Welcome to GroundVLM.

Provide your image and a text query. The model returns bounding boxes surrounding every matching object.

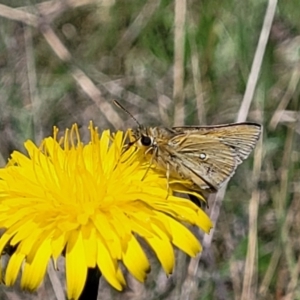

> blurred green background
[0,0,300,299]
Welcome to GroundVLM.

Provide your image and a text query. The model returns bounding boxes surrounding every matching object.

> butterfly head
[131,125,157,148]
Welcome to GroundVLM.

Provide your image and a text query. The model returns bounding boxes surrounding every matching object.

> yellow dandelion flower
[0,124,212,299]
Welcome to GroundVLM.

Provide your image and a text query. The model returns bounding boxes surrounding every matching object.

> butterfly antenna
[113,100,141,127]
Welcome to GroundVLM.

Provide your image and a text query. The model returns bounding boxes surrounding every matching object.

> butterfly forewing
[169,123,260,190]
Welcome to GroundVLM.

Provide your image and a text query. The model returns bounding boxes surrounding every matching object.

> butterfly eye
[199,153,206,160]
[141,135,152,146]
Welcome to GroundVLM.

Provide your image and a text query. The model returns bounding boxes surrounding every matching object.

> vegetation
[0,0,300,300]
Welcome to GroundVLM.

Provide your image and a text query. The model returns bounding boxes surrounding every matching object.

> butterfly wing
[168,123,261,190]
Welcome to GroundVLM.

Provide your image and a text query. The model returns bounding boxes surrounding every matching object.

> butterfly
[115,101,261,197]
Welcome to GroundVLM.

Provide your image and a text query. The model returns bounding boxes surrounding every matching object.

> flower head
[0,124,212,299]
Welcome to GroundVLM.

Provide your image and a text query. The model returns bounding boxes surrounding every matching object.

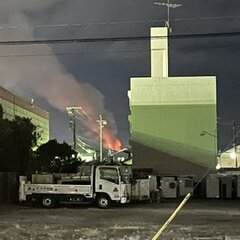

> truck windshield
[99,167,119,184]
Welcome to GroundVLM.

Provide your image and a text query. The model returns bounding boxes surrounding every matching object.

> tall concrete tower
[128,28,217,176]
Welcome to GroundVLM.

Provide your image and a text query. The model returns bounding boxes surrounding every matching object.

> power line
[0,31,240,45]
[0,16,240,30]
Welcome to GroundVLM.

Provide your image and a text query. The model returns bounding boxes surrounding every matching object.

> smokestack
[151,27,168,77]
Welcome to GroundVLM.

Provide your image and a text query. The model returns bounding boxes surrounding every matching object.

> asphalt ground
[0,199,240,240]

* * *

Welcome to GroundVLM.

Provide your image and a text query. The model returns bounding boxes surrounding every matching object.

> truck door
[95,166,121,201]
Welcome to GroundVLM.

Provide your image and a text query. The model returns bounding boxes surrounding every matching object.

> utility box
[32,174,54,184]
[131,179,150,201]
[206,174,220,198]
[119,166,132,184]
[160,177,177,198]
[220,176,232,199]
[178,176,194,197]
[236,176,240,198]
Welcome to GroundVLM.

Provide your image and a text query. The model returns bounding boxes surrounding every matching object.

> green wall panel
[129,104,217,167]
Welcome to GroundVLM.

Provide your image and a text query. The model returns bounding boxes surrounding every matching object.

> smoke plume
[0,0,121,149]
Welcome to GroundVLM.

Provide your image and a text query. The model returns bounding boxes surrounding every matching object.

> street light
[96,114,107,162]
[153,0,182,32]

* _YOUR GOAL_:
From the items above, pick out every line that contains the word "butterfly" and copy each one.

* _TASK SOLUTION_:
> butterfly head
> butterfly antenna
> butterfly forewing
> butterfly eye
> butterfly wing
> butterfly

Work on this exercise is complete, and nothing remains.